— Begin Listed entries —
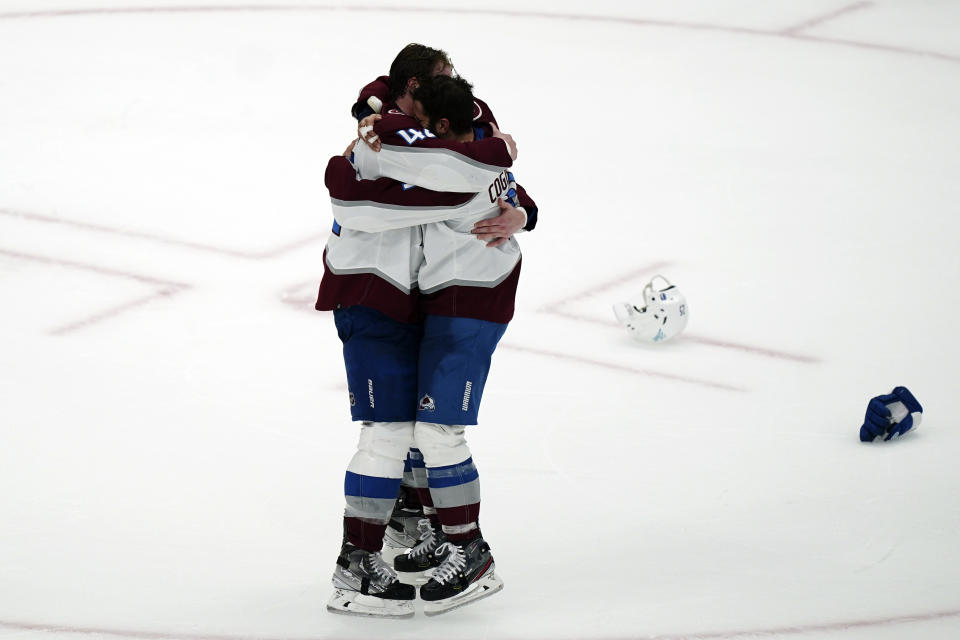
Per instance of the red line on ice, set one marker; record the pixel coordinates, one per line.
(615, 20)
(620, 367)
(815, 22)
(161, 289)
(732, 634)
(130, 233)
— End Listed entries —
▶ [Aim] Reproduce the data above verbatim, every line included, and omit the pictures from your output.

▶ [Solution to the problem]
Per instance of the red line on ice, set one marker; record the pixel coordinates, one per line.
(615, 20)
(620, 367)
(815, 22)
(161, 289)
(732, 634)
(130, 233)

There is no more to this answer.